EXERCISE: Reproduce the records below with every occurrence of "noun phrase" swapped for "text label", keeping all other text unchanged.

— Start of EXTRACTED RECORDS —

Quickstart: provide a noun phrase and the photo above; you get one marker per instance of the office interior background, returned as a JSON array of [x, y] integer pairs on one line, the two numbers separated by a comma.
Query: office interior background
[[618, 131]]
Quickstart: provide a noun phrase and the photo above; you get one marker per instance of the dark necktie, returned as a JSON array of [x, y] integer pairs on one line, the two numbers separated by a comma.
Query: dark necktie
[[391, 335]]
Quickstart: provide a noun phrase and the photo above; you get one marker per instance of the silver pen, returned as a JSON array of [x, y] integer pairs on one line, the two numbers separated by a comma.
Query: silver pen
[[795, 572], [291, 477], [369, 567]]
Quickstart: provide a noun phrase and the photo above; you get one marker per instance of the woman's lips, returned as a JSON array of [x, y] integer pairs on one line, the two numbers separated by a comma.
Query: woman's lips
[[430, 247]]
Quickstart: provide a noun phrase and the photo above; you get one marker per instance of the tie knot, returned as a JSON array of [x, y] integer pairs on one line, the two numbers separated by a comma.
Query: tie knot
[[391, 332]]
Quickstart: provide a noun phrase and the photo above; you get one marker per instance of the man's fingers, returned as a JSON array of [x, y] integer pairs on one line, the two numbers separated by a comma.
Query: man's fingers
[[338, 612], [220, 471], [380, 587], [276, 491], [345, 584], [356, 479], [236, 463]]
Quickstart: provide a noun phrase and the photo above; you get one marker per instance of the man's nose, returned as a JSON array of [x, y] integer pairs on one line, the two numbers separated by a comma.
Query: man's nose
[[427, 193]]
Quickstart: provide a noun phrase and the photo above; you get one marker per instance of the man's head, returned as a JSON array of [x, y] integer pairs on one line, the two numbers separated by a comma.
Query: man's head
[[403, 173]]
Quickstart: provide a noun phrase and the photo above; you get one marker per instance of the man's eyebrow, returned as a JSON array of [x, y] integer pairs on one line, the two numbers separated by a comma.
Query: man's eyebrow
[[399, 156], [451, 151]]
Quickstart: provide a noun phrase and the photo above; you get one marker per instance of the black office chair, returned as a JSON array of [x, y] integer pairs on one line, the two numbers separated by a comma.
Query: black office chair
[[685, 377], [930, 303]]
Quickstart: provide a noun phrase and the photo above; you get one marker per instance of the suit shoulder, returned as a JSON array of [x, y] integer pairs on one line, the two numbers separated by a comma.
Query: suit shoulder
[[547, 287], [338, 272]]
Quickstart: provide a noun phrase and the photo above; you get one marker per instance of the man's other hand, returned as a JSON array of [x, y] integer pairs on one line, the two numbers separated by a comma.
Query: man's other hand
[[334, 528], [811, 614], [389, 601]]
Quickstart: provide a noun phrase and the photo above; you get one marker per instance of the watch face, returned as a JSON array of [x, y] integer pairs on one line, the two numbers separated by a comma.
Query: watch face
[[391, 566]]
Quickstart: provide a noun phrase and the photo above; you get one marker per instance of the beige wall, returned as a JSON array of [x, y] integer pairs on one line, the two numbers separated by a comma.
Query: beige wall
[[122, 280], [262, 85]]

— End of EXTRACTED RECORDS —

THE ANSWER:
Quickstart: provide a text label and the photo above; you get one marker per instance of the office interior background, returned as a JSON array of [x, y] integer pairs on one line, the two numbers separated by a comma.
Query: office interior background
[[618, 131]]
Quickstart: provide a text label and the photo above; you get one marker per instance of the dark necktie, returned as a JSON array of [x, y] integer pairs on one line, the two numbers separated by a comma.
Query: dark necktie
[[391, 335]]
Quickstart: provide a text label and the photo above; you get one marker per instance of the silver pen, returned as a JSON array of [x, y] integer pairs on one line, the two numbers separated by a comma.
Query: silver pen
[[795, 572], [291, 477], [369, 567]]
Quickstart: provide a text label and the photo above; you get one marker per instance of the woman's lips, returned as a JSON array of [x, y] integer pairs on one line, the two numbers separated by a comma.
Query: woman's lips
[[430, 247]]
Quickstart: provide a text label and the photo above; you get one marker per instance of the tie knot, returned as a JSON array of [x, y] integer pairs on one line, the two numbers separated by a comma.
Query: tie knot
[[391, 332]]
Quickstart: provide a text label and the photo above; you get one marker per instance of the man's fingers, returned as a JSON array of [x, y] integer pairs on one line, the two numbers separated by a comma.
Query: man's fingers
[[338, 612], [220, 471], [380, 587], [276, 491], [345, 584], [356, 479], [236, 463]]
Quickstart: provide a text label and the photo above; you get one marker per instance of the man's nose, returned as a JSON array of [x, y] integer pairs on one line, the two numbers separated by a comma.
Query: man's nose
[[427, 193]]
Quickstart: provide a text label and the photo above; you get one marker per instance of the man's head, returned as a JSON array of [x, y] integer pairs on one line, the two numbers separated by a comma.
Query: man's head
[[403, 173]]
Quickstart: provide a text label and the photo above; you get one marker per instance of the man's eyebrow, returned as a JSON array of [x, y] integer pairs on one line, the two numbers separated by a comma.
Query: man's eyebrow
[[399, 156], [451, 151]]
Quickstart: provide a text label and the photo above; you get one marker per instance of the black office chair, returned as a JSON array of [x, y] integer pairs on one line, the two numbers separated by a comma.
Query: black office chair
[[685, 377], [930, 303]]
Quickstart: provide a text label and the photo above; you get one marker per instance of the suit shoulder, returned as a JSON array of [x, y] integer pairs on one line, the two numbers separated by a comma.
Query: suit shoulder
[[547, 287], [338, 272]]
Quickstart: provide a text label and the photo above; you get one marker per instance of the man's other hand, returned as a JSON array of [x, y] integer pairs on one line, the two numbers separated by a comma.
Query: man's other hand
[[334, 528], [811, 614], [389, 601]]
Quickstart: provide a text label and the photo above; you get one marker per instance of the watch face, returned as a JSON array of [x, y] integer pairs on one line, the two numbers separated by a comma.
Query: watch face
[[391, 566]]
Quickstart: provide a text label and the photo above; you get one marker per instance of the beige wall, returned as a JSON array of [x, y] integer pairs on one line, the two numbers separated by a comma.
Query: beige wall
[[122, 280], [262, 85]]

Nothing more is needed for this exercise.